Where the word "spire" appears in a line below, copy the whole line.

Top of Task material

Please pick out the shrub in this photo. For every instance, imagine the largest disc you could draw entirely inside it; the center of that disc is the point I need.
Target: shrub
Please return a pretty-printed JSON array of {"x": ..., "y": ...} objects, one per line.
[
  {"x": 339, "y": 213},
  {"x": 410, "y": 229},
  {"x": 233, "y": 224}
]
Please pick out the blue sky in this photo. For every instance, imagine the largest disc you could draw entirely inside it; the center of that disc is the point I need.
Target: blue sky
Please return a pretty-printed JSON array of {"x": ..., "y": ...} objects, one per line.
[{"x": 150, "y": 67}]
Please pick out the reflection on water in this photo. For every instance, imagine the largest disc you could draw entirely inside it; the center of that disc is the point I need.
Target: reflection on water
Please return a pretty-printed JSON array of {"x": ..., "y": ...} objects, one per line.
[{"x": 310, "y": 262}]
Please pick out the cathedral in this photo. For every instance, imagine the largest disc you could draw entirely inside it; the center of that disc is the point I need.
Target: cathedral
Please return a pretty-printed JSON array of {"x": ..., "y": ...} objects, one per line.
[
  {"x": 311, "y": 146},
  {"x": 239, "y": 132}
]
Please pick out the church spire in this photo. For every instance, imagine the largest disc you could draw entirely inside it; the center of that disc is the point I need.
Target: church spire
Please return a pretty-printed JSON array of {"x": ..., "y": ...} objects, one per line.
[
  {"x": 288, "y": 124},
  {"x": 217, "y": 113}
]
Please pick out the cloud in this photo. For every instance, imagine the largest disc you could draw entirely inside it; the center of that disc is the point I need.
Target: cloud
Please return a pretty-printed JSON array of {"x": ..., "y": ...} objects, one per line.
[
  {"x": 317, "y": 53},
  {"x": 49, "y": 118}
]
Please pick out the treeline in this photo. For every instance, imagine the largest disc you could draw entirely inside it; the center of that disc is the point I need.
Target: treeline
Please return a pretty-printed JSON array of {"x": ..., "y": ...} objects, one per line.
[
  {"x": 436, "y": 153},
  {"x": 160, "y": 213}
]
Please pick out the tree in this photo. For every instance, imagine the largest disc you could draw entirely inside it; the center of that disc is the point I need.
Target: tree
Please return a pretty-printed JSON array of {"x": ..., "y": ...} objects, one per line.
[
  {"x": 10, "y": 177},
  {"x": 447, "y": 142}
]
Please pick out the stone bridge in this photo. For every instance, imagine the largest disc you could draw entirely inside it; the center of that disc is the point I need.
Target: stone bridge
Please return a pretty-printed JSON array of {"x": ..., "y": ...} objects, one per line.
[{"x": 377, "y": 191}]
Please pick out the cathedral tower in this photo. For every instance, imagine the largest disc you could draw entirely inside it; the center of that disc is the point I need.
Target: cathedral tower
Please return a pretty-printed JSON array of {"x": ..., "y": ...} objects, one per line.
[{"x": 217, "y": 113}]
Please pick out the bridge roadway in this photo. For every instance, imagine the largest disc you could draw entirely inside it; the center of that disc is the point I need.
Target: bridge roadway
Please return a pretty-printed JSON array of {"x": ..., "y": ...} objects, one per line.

Bottom of Task material

**Exercise response**
Please pick out the church spire in this photo. For every instance, imagine the largest disc you could draw entirely inside it; the center of that disc is the point I need.
Target: church spire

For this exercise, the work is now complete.